____ Filas mostradas

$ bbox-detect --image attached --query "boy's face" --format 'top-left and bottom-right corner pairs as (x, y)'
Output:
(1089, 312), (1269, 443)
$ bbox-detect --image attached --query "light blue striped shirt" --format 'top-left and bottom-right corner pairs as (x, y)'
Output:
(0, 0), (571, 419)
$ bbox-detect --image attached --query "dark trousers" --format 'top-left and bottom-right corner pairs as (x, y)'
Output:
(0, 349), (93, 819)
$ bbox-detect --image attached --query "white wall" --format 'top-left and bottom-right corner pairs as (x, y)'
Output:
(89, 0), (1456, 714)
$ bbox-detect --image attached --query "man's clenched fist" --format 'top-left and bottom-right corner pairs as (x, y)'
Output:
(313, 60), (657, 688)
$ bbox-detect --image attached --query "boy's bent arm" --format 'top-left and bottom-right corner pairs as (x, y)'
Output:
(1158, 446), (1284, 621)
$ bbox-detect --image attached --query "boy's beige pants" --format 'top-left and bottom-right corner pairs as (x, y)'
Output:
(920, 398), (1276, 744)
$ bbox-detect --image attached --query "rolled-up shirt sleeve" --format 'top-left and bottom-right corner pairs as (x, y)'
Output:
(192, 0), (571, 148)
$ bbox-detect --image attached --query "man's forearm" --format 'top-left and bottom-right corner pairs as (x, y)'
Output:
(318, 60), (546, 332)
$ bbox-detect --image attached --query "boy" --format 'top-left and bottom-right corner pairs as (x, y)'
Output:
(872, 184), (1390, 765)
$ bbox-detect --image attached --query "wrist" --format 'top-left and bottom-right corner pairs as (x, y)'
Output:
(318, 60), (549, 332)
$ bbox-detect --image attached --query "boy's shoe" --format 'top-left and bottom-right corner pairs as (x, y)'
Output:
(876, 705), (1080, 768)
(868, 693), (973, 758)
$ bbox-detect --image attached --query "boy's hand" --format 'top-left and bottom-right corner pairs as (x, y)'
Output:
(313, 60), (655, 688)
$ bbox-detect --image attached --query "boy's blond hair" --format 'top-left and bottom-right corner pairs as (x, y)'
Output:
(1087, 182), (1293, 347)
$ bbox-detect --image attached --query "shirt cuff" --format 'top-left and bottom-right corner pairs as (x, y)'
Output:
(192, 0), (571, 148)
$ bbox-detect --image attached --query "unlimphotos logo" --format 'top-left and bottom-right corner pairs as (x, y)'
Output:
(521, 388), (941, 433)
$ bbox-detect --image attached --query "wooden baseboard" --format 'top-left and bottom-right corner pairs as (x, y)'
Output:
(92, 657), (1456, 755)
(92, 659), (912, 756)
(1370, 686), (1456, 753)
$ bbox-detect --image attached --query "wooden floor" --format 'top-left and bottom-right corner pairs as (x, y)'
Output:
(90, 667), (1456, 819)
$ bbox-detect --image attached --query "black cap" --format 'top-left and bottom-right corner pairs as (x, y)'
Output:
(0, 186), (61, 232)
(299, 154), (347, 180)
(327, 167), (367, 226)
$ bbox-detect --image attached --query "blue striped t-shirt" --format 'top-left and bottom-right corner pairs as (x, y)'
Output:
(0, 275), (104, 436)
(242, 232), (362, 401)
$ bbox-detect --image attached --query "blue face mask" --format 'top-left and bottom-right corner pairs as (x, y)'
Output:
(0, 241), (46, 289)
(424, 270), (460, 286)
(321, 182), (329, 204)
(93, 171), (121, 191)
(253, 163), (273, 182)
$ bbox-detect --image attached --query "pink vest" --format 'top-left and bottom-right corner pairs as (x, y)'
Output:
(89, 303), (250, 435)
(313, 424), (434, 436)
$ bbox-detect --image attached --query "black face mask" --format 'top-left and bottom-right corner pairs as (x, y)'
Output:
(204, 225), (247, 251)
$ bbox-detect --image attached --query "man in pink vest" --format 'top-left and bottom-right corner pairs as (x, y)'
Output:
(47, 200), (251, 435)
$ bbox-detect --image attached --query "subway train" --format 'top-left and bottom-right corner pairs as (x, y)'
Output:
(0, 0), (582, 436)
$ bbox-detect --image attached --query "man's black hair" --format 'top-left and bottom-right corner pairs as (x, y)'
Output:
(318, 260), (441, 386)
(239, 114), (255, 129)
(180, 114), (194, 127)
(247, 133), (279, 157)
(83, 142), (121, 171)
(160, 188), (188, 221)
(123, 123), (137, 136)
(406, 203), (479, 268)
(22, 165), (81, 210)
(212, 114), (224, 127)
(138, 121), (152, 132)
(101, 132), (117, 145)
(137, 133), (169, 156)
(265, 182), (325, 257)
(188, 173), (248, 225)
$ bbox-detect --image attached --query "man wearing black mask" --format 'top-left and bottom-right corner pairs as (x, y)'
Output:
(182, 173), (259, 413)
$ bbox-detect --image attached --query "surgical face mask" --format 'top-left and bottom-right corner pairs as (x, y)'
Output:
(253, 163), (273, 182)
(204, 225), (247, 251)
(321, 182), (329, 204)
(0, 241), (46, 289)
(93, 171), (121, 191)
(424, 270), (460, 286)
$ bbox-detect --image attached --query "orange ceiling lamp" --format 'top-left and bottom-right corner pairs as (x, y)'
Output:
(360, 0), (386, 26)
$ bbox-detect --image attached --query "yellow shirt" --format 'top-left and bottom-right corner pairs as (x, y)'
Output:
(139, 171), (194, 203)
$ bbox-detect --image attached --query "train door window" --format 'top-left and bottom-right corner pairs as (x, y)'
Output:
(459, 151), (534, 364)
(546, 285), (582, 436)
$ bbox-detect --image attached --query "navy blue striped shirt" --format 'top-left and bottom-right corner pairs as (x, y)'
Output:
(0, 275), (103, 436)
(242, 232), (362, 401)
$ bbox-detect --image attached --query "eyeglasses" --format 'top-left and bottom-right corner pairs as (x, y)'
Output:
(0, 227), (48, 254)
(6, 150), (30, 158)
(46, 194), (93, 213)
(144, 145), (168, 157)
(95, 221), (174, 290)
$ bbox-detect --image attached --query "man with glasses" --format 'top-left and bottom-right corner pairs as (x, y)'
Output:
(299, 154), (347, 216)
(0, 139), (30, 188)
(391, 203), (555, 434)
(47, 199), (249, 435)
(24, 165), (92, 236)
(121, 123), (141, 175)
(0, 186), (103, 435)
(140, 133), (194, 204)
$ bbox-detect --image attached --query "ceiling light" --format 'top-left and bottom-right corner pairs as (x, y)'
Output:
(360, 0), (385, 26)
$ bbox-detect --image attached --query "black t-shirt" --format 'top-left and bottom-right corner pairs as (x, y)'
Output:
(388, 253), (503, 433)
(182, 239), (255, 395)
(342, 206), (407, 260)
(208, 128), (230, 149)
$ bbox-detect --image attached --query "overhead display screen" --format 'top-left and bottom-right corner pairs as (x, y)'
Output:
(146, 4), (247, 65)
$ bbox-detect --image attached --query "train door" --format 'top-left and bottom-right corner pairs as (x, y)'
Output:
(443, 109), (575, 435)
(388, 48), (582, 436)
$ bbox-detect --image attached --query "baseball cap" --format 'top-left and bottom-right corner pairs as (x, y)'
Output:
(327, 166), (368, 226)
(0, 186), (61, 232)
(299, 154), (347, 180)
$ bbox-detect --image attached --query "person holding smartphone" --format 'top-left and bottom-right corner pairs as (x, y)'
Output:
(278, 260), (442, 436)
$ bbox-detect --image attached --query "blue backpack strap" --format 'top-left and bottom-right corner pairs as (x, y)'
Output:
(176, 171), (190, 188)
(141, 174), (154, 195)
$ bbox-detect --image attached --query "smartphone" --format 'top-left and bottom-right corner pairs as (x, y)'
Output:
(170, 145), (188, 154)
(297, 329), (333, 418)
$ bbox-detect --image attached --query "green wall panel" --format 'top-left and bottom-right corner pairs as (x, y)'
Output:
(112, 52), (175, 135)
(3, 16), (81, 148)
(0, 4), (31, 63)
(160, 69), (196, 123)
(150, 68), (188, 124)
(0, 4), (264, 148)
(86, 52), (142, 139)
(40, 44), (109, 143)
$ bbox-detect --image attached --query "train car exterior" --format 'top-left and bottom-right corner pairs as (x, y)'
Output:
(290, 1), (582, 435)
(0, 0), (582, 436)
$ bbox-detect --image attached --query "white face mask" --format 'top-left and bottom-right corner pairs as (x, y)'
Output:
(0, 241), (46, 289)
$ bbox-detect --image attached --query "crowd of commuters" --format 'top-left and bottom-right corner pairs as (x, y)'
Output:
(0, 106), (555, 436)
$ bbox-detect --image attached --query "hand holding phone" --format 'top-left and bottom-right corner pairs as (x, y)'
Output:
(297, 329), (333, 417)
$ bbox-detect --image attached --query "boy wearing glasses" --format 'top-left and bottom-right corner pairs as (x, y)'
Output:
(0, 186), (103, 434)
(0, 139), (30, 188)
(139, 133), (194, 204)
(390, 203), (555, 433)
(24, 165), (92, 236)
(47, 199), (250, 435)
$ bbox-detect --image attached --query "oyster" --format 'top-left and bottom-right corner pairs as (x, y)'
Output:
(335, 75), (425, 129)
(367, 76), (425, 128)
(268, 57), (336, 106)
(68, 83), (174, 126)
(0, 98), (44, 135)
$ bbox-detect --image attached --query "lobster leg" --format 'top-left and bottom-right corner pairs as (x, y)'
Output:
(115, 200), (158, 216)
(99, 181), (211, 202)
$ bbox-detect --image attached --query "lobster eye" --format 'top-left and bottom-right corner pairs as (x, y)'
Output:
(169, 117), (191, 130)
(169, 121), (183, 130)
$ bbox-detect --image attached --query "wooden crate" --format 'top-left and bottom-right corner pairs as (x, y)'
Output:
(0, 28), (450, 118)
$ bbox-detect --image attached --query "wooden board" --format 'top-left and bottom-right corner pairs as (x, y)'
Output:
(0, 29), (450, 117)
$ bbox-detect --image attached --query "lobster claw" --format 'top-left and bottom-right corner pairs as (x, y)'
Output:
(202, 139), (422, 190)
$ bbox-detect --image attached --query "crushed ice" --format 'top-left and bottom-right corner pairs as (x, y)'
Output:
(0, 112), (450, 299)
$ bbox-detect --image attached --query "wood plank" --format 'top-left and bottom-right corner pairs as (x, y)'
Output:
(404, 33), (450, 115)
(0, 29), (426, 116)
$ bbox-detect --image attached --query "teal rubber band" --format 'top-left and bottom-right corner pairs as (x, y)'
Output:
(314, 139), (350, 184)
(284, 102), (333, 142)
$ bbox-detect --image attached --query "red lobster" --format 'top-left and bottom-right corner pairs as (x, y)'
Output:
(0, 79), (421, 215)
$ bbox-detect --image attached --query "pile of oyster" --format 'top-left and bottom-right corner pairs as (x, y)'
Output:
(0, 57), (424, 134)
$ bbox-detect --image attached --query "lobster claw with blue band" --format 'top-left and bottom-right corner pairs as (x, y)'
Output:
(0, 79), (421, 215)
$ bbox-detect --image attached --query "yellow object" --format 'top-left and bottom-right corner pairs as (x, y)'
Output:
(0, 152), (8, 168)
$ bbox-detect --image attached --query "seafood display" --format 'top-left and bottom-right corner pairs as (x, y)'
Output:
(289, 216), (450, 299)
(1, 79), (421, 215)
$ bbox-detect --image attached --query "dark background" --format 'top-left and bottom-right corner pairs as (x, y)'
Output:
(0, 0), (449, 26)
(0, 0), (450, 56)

________

> Instrucción
Reescribe las filas desde el comienzo hasta la línea que contiene "(0, 0), (571, 419)", ambas incluidas, y sustituye "boy's face" por "child's face" sin alterar nada más.

> Respuesta correcta
$ bbox-detect --image attached --query "child's face" --format 'top-left and bottom-right corner pairs as (x, y)'
Output:
(1089, 312), (1269, 443)
$ bbox-detect --image attached --query "light blue striped shirt" --format 'top-left and bottom-right corner pairs as (x, y)'
Output:
(0, 0), (571, 419)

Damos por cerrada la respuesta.